__GEGEBENER TEXTAUSZUG__.
"""
Ich brauche jetzt schon 6 und brauch noch Luft nach oben. 
Weiterhin hat es nur einen USB 3.0 Connector ich brauch aber zwei. 

Das mit den Hahnenkämmen wusste ich nicht, machen Kühlkörper generell Probleme? 

Die andere WaKü guck ich mir mal an. Machen die kompakten meist Ärger oder einfach zu wenig Leistung fürs Geld? 

Netzteil guck ich mir auch an!


----------



## X Broster (1. Januar 2013)

Bei den WaKüs scheiden sich die Geister, ich bin seit 2 Jahren stolzer Besitzer einer H70 und kann sagen die ist 1000mal besser als LuKü. Und vorallem kann RAM verwendet werden, egal wiehoch der Hahnenkamm ist. Beispielsweise meine Dominator GT.

Aber wenn's ums Geld geht, und das ist den meisten wichtig, eher LuKü.

---
SSD lieber eine Samsung 840 Pro(der Nachfolger)


----------



## Adi1 (1. Januar 2013)

*AW: Neues Jahr neuer Rechner / Level 10 GT braucht Füllung*

Für ein gutes Case brauchst Du auch nicht so viel Geld ausgeben Produktvergleich Fractal Design Define R4 Black Pearl, schallgedämmt (FD-CA-DEF-R4-BL), Nanoxia Deep Silence 1 schwarz, schallgedämmt, Corsair Obsidian Series 650D mit Sichtfenster (CC650DW) | Geizhals Deutschland.


----------



## Xanubius (1. Januar 2013)
"""
__KURZE ÜBUNG 1__. Dupliziere die nachstehenden Zeilen vom Anfang bis einschließlich der Zeile mit „166), (315, 199)]]“.

__QUELLDATEN__.
"""
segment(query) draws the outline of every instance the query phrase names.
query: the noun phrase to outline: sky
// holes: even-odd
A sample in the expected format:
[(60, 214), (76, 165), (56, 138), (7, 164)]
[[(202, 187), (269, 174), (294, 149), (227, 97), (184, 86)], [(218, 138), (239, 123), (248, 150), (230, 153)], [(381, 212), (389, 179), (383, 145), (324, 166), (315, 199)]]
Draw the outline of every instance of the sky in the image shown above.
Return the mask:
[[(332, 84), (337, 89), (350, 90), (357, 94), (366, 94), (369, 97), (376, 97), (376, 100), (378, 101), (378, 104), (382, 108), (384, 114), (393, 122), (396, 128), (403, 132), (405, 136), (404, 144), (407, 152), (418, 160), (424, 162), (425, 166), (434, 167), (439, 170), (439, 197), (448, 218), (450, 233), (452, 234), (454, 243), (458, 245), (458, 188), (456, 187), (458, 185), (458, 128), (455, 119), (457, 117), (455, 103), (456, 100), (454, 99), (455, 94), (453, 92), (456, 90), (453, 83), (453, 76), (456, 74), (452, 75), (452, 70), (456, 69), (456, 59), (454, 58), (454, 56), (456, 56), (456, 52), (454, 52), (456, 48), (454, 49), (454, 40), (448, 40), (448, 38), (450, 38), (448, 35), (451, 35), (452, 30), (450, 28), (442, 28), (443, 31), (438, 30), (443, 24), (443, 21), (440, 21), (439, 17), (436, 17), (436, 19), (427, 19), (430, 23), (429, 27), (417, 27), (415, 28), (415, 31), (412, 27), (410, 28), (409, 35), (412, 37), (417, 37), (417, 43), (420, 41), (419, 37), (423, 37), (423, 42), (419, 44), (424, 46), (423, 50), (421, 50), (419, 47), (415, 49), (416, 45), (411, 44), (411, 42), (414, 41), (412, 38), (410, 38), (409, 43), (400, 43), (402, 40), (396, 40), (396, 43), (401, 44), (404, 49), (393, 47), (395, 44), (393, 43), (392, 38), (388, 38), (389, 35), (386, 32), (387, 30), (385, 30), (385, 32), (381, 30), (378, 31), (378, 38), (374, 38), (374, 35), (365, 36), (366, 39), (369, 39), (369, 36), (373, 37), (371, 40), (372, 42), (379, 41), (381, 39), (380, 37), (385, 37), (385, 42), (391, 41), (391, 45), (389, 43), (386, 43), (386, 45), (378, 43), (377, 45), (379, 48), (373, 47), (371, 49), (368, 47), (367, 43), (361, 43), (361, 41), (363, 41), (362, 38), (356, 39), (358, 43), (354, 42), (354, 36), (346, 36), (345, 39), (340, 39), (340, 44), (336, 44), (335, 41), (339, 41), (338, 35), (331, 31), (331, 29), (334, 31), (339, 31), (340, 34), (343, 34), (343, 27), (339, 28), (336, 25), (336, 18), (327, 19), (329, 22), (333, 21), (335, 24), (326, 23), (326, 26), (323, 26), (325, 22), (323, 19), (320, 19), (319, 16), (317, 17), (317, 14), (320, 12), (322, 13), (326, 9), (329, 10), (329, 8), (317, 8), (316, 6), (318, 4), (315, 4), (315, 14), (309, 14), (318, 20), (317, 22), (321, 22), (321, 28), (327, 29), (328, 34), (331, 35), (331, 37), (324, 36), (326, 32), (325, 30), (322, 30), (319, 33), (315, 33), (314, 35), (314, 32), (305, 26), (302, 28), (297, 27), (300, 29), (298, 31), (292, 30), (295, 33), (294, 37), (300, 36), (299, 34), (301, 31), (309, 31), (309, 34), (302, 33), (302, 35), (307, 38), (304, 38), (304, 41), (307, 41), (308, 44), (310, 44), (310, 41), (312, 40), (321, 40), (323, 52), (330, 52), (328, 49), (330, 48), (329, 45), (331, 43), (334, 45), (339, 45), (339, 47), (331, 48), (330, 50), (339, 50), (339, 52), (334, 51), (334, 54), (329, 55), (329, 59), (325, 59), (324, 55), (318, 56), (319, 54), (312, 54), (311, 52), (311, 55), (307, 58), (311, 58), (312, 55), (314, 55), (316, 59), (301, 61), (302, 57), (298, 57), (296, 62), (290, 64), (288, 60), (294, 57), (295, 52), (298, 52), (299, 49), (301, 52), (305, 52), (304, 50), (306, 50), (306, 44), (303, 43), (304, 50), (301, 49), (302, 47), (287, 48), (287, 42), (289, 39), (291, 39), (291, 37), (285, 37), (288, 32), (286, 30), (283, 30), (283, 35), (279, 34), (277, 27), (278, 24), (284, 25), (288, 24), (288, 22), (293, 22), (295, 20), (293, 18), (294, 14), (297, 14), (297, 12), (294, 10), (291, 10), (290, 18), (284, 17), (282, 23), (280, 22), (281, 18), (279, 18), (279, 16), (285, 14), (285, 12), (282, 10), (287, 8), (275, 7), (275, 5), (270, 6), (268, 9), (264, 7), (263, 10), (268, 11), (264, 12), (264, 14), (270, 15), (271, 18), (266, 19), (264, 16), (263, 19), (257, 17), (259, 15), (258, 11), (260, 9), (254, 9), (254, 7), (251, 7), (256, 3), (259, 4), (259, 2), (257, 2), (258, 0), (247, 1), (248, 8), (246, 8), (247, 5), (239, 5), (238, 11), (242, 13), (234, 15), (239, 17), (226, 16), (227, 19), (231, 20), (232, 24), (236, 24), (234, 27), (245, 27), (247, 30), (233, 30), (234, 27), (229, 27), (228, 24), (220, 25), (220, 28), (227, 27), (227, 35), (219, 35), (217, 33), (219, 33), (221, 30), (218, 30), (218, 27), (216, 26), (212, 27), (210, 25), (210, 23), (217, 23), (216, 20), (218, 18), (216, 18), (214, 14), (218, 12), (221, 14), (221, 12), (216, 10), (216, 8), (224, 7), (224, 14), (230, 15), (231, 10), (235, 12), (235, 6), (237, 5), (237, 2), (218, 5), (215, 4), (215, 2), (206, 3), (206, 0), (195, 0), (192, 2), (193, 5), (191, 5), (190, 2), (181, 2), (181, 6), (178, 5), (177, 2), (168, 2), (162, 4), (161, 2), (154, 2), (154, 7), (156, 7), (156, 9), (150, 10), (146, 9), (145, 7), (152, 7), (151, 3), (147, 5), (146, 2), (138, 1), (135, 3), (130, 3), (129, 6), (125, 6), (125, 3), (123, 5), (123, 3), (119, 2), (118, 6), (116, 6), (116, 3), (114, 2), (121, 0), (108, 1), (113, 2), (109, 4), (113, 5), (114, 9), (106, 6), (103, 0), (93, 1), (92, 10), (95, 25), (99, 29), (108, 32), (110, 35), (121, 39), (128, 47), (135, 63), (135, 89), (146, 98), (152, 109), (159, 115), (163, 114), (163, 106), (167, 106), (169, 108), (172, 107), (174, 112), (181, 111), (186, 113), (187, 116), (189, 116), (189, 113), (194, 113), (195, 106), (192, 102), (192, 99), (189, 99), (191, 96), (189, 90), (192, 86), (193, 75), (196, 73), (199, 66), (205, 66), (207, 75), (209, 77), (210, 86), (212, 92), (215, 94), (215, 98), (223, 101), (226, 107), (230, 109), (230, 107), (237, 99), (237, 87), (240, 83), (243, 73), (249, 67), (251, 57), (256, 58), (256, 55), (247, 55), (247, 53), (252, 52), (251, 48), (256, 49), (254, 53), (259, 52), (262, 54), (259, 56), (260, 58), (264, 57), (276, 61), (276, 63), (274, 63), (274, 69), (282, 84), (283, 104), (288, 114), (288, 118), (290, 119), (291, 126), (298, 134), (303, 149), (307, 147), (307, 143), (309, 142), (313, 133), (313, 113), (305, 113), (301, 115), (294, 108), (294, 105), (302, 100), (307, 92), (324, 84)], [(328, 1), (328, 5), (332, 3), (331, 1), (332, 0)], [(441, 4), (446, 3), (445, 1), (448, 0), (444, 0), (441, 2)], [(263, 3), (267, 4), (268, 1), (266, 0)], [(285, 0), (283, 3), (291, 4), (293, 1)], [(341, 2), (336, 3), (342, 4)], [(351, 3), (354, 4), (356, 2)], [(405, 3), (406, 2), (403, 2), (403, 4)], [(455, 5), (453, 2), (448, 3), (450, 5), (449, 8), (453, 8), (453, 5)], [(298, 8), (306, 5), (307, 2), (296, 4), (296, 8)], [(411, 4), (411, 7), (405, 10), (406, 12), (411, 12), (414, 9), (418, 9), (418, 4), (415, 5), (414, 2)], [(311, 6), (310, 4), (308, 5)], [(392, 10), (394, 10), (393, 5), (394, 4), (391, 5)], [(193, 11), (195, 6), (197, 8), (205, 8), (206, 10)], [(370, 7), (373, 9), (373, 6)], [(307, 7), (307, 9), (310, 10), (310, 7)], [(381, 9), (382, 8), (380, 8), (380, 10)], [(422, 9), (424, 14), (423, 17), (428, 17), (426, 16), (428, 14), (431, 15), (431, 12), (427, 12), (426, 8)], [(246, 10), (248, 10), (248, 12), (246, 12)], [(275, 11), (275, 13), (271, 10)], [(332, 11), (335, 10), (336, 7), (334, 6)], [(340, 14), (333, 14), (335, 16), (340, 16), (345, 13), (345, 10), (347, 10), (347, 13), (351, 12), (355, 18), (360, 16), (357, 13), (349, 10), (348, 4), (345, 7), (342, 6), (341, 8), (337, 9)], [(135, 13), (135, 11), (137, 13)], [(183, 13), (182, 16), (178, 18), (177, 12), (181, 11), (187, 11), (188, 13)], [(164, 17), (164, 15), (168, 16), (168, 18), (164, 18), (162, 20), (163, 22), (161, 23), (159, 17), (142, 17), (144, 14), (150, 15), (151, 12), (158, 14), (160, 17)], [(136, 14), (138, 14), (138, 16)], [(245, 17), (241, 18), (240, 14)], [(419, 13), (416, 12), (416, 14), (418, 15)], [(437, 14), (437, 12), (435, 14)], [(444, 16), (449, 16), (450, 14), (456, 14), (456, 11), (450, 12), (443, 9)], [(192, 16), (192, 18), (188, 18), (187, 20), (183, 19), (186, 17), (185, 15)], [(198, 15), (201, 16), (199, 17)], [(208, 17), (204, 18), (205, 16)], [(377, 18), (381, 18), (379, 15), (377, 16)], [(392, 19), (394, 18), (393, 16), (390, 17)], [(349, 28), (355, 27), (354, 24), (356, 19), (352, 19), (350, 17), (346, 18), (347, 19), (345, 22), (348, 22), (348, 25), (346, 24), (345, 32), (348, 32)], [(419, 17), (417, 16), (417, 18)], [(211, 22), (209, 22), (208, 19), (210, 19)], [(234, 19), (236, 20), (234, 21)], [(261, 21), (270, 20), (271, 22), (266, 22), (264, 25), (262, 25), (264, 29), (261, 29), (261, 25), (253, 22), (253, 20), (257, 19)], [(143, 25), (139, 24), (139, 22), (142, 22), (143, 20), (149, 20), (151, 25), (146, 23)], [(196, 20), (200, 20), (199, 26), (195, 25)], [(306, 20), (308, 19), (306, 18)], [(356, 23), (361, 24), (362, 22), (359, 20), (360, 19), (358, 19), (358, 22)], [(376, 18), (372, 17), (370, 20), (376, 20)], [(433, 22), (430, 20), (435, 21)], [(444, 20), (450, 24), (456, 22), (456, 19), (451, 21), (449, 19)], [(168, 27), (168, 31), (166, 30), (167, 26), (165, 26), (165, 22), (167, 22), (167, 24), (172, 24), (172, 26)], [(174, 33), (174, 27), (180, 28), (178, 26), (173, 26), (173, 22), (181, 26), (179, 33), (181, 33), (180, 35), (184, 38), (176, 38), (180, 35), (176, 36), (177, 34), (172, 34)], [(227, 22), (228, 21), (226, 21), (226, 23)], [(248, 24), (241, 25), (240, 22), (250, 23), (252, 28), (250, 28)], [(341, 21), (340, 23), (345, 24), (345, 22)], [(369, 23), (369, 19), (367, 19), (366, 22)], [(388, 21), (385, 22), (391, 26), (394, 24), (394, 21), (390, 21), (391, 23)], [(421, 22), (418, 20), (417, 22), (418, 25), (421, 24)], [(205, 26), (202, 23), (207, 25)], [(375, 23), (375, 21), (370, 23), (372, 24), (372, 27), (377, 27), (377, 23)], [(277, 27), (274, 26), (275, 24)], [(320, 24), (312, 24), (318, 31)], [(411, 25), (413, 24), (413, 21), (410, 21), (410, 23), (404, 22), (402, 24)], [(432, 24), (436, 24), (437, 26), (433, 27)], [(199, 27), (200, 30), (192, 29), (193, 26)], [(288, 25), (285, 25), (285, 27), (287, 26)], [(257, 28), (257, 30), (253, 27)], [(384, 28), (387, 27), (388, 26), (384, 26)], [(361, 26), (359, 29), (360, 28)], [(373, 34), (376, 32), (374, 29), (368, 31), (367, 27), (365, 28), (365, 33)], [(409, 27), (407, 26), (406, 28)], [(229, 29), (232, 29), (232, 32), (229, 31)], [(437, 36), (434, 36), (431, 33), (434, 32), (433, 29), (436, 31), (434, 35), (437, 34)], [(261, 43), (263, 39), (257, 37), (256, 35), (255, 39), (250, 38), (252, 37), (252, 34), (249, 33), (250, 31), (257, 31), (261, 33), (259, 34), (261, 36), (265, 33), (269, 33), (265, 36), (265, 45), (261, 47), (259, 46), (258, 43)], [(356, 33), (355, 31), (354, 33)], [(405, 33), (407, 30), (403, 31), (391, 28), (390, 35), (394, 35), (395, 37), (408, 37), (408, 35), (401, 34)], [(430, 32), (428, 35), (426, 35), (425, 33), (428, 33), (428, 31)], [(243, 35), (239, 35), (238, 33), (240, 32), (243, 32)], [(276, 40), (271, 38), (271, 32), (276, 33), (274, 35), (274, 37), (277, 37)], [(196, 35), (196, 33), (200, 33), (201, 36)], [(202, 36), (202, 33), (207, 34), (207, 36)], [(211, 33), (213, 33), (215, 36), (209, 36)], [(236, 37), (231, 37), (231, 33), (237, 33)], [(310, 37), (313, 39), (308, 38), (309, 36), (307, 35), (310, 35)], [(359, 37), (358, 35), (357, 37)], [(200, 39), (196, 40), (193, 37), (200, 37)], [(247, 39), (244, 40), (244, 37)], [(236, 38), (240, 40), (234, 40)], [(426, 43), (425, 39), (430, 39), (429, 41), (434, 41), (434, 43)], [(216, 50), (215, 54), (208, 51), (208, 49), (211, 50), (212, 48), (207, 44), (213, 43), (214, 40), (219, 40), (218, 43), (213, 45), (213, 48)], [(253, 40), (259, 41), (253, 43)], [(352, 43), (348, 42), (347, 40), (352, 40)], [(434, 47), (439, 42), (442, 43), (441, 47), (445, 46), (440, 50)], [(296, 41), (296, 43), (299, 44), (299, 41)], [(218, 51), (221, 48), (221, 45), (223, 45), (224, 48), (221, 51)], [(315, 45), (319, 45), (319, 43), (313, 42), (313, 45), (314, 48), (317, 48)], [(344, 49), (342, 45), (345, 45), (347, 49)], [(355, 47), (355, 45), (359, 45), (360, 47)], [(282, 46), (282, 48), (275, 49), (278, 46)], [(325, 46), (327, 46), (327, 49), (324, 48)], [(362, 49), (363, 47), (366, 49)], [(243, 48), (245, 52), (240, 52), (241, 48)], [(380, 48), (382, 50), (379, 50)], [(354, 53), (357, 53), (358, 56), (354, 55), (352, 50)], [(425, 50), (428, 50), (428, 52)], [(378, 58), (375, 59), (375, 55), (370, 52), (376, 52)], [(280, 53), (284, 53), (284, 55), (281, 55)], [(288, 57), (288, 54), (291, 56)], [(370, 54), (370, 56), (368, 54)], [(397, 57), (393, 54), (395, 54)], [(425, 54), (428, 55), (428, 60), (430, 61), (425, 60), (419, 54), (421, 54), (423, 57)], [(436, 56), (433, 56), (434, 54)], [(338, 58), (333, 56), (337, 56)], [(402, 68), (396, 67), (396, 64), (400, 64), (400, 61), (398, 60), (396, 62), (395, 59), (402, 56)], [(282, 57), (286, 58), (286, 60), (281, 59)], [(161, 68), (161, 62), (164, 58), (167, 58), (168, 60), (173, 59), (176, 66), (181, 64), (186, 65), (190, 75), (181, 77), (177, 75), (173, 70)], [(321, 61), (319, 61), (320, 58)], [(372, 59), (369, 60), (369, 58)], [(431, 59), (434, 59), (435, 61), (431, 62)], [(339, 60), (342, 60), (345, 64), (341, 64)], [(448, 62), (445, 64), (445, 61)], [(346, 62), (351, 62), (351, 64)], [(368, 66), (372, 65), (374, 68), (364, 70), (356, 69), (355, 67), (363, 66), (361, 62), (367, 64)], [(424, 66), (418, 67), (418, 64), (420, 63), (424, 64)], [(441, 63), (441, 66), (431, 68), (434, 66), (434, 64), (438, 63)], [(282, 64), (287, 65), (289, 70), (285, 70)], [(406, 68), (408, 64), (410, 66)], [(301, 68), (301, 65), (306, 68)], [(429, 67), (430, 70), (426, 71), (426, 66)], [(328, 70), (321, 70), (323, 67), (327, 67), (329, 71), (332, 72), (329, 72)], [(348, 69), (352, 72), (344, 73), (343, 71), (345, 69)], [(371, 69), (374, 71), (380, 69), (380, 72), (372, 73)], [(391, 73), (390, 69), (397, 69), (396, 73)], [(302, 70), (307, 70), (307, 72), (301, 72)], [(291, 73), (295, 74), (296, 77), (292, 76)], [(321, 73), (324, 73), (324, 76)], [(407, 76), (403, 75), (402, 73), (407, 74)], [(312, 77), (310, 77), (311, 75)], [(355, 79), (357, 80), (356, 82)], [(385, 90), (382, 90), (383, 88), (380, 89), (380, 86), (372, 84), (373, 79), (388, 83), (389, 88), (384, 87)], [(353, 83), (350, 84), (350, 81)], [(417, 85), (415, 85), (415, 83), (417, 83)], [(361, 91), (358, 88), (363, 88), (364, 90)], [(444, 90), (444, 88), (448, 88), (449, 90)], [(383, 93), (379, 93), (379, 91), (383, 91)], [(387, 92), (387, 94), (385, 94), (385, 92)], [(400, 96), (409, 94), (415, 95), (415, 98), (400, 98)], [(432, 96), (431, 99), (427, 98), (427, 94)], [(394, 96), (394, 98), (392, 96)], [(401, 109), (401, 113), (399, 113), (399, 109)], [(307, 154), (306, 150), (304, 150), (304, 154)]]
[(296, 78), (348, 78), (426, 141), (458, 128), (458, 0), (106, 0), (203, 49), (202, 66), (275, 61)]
"""
__KURZE ÜBUNG 2__. Prüfe anhand des Textauszugs über Wasserkühlung und PC-Komponenten, ob die folgenden Aussagen zutreffen, und belege jede Antwort mit den entscheidenden Worten des Textauszugs: (a) X Broster besitzt seit zwei Jahren eine H70. (b) Der erste Beitrag nennt einen einzigen USB-3.0-Connector als ausreichend. (c) X Broster rät, wenn es ums Geld geht, eher zur WaKü.

__ERGEBNIS DER ÜBUNG 1__.
segment(query) draws the outline of every instance the query phrase names.
query: the noun phrase to outline: sky
// holes: even-odd
A sample in the expected format:
[(60, 214), (76, 165), (56, 138), (7, 164)]
[[(202, 187), (269, 174), (294, 149), (227, 97), (184, 86)], [(218, 138), (239, 123), (248, 150), (230, 153)], [(381, 212), (389, 179), (383, 145), (324, 166), (315, 199)]]

__ERGEBNIS DER ÜBUNG 2__.
(a) Ja: „ich bin seit 2 Jahren stolzer Besitzer einer H70“
(b) Nein: „Weiterhin hat es nur einen USB 3.0 Connector ich brauch aber zwei.“
(c) Nein: „Aber wenn's ums Geld geht, und das ist den meisten wichtig, eher LuKü.“